> _Work instruction_: Write out each record below exactly as it appears, with no pictures.

═════ The input

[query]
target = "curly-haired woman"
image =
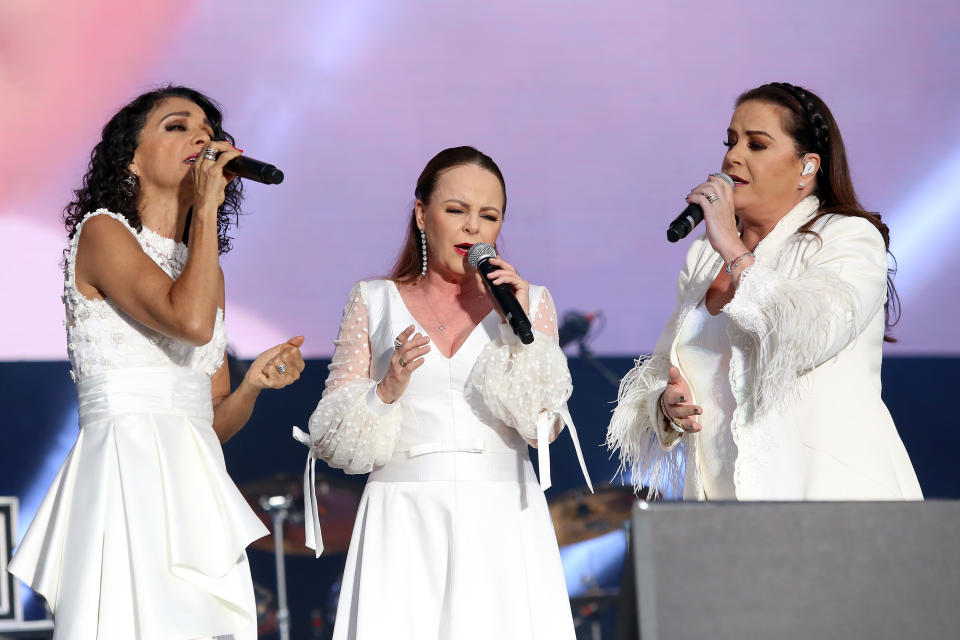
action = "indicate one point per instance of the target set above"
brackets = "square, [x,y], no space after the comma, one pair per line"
[142,534]
[767,375]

══════════

> _Exercise output_:
[query]
target = "curly-haired woman"
image =
action = "indicate one point per instance of the target set above"
brackets = "square, [x,y], no space after the comma, one pair per line"
[142,534]
[767,375]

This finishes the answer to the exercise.